=== Check your understanding ===
[1] In the review of "The Tourist" below, translate this sentence into Spanish: "They're searching for an elusive thief known as Alexander Peirce."
[2] Go on with the review of "The Tourist" below, picking up after its final sentence.

If there was any doubt that Angelina Jolie is the most exquisite woman on the screen today and that Venice is the movie photogenic city in the world, “The Tourist” dispels it.
Jolie plays Elise Clifton Ward, a mysterious ‘target’ who’s under constant surveillance by various law enforcement agents, including Inspector Acheson (Paul Bettany) and Chief Inspector Jones (Timothy Dalton) of Scotland Yard, as she’s pursued by Reginald Shaw (Steven Berkoff), a ruthless Russian gangster, and his henchmen. Actually, they’re not after her. They’re searching for an elusive thief known as Alexander Peirce. And Elise is known to be madly in love with him. When Elise receives a courier-delivered envelope from Peirce while having breakfast at her favorite Parisian café, she immediately takes off for the Gard du Nord, followed by a phalanx of ‘spies.’ Following specific instructions en route to Venice, she seductively picks up a stranger, Frank Tupelo (Johnny Depp), a mild-mannered math teacher from Wisconsin, because he’s roughly the same height and physical build as Peirce. Dinner leads to an impulsive kiss, followed by complications, including Frank’s spending a night in sultry Elise’s sumptuous suite at the Danieli on the Grand Canal. By this time, both cops and the crooks are convinced that gullible Frank Tupelo is their secretive swindler – and the chase is on.

=== Given records ===

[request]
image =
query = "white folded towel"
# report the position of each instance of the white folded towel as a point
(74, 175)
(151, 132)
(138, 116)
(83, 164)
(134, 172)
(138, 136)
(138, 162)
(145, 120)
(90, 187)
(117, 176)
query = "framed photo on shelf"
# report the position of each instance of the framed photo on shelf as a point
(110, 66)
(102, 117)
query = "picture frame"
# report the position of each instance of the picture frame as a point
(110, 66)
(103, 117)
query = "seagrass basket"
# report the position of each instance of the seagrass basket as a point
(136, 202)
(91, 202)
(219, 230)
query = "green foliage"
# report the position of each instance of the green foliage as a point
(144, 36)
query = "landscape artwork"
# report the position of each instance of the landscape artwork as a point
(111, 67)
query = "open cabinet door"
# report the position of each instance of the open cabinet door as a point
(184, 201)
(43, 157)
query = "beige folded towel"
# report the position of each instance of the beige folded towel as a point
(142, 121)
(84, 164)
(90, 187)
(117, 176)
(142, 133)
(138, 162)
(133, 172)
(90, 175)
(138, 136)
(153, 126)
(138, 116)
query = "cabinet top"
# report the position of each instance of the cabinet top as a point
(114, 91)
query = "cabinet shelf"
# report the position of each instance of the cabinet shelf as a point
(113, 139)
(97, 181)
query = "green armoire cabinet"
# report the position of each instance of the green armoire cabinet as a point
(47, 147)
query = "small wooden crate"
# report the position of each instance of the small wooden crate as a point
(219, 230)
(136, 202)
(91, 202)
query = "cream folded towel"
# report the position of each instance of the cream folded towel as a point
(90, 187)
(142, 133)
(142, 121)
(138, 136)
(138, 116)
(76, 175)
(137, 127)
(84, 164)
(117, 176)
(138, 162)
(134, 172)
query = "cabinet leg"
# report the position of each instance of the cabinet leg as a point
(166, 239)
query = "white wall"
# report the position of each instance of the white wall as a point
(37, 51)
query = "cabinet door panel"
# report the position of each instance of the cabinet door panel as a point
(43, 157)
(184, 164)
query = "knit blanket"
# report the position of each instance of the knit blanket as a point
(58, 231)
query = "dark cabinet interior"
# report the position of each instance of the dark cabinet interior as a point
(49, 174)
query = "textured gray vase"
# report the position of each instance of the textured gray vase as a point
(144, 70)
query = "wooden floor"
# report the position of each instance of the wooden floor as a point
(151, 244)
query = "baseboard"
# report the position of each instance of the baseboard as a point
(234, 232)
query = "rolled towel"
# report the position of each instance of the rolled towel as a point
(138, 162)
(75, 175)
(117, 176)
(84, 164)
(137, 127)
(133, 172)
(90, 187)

=== Task responses ===
[1] Están buscando a un escurridizo ladrón conocido como Alexander Peirce.

[2]
With her glamorous, retro wardrobe and sparkling jewels, Jolie is dazzling and Depp does his quirky, charming best to keep up with her stellar wattage but he’s cast as an ‘average guy,’ a perfect patsy, and there is no rapport between them. Based on “Anthony Zimmer,” a 2005 French film, and adapted by director Florian Henckel von Donnersmarck (who won an Oscar for his German film “The Lives of Others”) with Christopher McQuarrie and Julian Fellowes, this mistaken identity thriller is so formulaic and flimsy that it flounders instead of sizzles.
On the Granger Movie Gauge of 1 to 10, “The Tourist” is a spectacularly scenic 6, but don’t expect much more than a frothy diversion, courtesy of cinematographer John Seale (“The English Patient”).